### What is asked
Pick out every line in the data below that contains the string "court", and copy each one. Case matters.

### Material provided
* * *
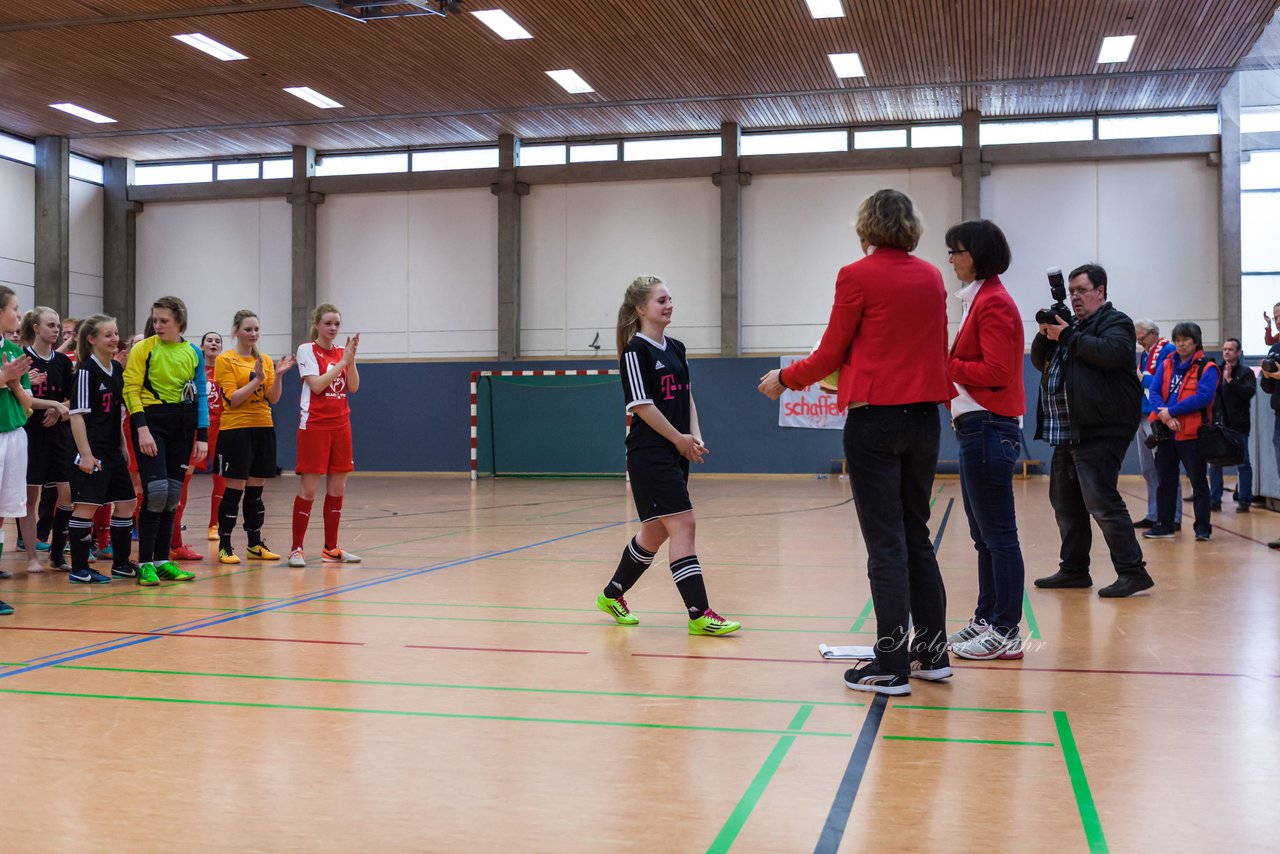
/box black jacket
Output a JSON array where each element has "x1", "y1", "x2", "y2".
* * *
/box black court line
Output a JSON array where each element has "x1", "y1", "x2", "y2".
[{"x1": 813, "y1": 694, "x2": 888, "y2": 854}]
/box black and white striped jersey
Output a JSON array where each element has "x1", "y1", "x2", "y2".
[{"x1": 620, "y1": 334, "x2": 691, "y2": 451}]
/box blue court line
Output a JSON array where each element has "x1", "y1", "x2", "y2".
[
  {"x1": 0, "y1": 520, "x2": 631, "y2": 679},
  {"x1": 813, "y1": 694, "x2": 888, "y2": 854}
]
* * *
### Full response
/box black court line
/box blue court line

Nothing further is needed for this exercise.